What needs to be done: After reading the listing below, copy it out exactly.

┄┄┄┄┄┄

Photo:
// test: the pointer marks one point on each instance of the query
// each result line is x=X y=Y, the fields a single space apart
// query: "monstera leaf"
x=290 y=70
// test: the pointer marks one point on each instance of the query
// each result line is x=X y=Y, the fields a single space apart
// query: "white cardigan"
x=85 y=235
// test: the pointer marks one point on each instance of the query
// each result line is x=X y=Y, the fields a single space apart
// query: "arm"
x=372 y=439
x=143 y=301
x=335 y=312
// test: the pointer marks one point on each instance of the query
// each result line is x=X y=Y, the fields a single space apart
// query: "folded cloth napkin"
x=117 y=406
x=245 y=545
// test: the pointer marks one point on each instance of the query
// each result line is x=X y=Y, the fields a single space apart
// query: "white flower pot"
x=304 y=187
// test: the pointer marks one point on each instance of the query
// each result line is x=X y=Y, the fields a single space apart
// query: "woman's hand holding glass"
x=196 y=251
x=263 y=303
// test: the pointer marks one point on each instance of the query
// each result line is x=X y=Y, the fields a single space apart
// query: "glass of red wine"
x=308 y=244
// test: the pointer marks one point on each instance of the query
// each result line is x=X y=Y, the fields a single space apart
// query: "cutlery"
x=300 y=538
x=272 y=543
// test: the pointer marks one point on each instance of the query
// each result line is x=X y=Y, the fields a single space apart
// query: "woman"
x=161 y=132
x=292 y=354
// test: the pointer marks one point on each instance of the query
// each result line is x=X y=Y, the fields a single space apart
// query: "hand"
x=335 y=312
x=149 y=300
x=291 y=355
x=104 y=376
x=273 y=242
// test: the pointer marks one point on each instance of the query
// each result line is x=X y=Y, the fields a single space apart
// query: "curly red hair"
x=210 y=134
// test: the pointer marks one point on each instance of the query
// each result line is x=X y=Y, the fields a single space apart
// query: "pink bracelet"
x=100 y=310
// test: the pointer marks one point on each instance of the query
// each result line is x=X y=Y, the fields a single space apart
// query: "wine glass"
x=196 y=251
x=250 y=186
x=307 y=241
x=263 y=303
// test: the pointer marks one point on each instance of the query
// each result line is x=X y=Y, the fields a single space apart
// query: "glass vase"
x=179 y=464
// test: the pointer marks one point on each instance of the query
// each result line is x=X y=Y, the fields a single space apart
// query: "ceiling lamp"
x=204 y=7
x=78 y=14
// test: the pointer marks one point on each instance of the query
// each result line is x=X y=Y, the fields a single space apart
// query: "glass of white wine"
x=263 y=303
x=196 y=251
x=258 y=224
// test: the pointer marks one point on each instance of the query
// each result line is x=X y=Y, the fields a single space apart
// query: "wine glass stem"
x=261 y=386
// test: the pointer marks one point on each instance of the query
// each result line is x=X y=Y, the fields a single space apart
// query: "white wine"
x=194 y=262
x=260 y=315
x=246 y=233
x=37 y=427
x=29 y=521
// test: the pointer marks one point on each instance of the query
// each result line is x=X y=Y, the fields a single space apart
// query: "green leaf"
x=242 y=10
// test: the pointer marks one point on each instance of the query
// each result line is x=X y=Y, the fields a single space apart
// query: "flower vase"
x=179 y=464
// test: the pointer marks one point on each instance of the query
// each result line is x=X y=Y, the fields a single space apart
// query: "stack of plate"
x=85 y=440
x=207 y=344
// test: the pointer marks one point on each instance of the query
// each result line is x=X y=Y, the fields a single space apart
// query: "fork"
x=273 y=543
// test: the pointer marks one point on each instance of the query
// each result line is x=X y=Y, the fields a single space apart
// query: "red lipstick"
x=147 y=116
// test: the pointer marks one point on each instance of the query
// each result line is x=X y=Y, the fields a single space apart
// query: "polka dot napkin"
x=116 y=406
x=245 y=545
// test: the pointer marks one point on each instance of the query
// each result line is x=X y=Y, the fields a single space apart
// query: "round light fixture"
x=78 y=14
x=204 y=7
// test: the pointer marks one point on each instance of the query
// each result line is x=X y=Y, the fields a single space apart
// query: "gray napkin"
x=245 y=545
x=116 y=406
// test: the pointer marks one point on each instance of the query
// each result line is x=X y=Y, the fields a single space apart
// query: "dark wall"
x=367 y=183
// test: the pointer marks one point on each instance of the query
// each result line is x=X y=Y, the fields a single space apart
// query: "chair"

┄┄┄┄┄┄

Answer to this exercise:
Photo:
// test: the pointer marks one point on each instance of the query
// each result line is x=X y=Y, the fields a single space apart
// query: "monstera leaf"
x=290 y=70
// test: the pointer marks one point on each instance of the query
// each result line is x=X y=Y, the fields a single space apart
// query: "white cardigan"
x=85 y=235
// test: the pointer marks one point on each instance of the query
// each result line is x=X y=Y, the fields a single space apart
// query: "arm"
x=372 y=439
x=143 y=301
x=335 y=312
// test: the pointer marks one point on each instance of the query
// each result line is x=X y=Y, the fields a single space apart
// query: "folded cloth napkin"
x=117 y=406
x=245 y=545
// test: the pointer marks one point on each instance of the query
// each result line is x=X y=Y, the fields a single space apart
// query: "white flower pot"
x=304 y=187
// test: the pointer marks one point on each instance of the query
// each result line is x=X y=Y, the fields a single space apart
// query: "woman's hand holding glass"
x=196 y=251
x=263 y=303
// test: the pointer marks one point on each instance of the query
// each result line is x=X y=Y, the fields a single space apart
// query: "glass of red wine"
x=308 y=244
// test: the pointer marks one point on each instance of the query
// each result line is x=X y=Y, the fields a single space apart
// query: "cutlery"
x=300 y=538
x=272 y=543
// test: the pointer marks one point on each instance of the query
// each result line is x=X y=Y, the fields a single space apart
// query: "woman"
x=161 y=132
x=292 y=354
// test: the pointer marks one point on each instance of the query
// each result line is x=X y=Y, the fields a single space apart
// query: "hand"
x=335 y=312
x=149 y=300
x=291 y=355
x=104 y=376
x=273 y=242
// test: the pointer marks one point on each instance of the query
// each result line is x=X y=Y, the fields a single space apart
// query: "curly red hair"
x=210 y=134
// test: the pointer marks one point on each instance of the query
// each result line is x=X y=Y, the fields a single space apart
// query: "pink bracelet"
x=100 y=310
// test: the pointer marks one point on each instance of the query
// each result line is x=X y=Y, the fields a single space apart
// query: "wine glass"
x=196 y=251
x=250 y=186
x=307 y=241
x=263 y=303
// test: the pointer marks one point on each instance of the query
// each result line is x=X y=Y, the fields a single space apart
// query: "glass vase"
x=179 y=464
// test: the pointer marks one point on each instance of the query
// each result line is x=X y=Y, the fields a single space apart
// query: "ceiling lamp"
x=204 y=7
x=78 y=14
// test: the pointer marks one point on each instance of the query
// each result line is x=X y=Y, the fields a single space apart
// query: "glass of white wine"
x=263 y=303
x=196 y=251
x=258 y=224
// test: the pointer marks one point on each instance of the query
// each result line is x=X y=Y, the fields a single space apart
// query: "wine glass stem"
x=261 y=386
// test: the pointer marks one point on each instance of the query
// each result line is x=X y=Y, the fields a single space apart
// query: "white wine"
x=194 y=262
x=260 y=315
x=246 y=233
x=37 y=427
x=29 y=521
// test: the pointer marks one point on each instance of the query
// each result line is x=X y=Y, the fields a single space apart
// query: "green leaf"
x=242 y=10
// test: the pointer marks one point on each instance of the query
// each result line is x=X y=Y, the fields a single space apart
// query: "flower vase"
x=179 y=464
// test: the pointer marks one point on each instance of the query
// each result line is x=X y=Y, the fields a single space apart
// query: "stack of plate"
x=85 y=440
x=207 y=344
// test: the pointer marks one point on each instance of the query
// each result line is x=X y=Y, the fields a single space apart
// query: "fork"
x=273 y=543
// test: the pointer marks one point on each instance of the query
// each result line is x=X y=Y, the fields a single space apart
// query: "red lipstick"
x=147 y=116
// test: the pointer marks one point on each instance of the query
// each result line is x=X y=Y, the fields a single space apart
// query: "polka dot napkin"
x=116 y=406
x=245 y=545
// test: the pointer marks one point on each instance of the query
// each result line is x=X y=Y, the fields a single space apart
// query: "round light fixture"
x=78 y=14
x=204 y=7
// test: the pointer marks one point on each instance of the query
// each result line is x=X y=Y, the fields a single space apart
// query: "gray napkin"
x=245 y=545
x=116 y=406
// test: the pointer marks one point on each instance of the query
// each result line is x=X y=Y, the fields a single space apart
// query: "dark wall"
x=367 y=183
// test: the pointer marks one point on each instance of the query
// each result line is x=X y=Y, the fields a single space apart
// query: "chair"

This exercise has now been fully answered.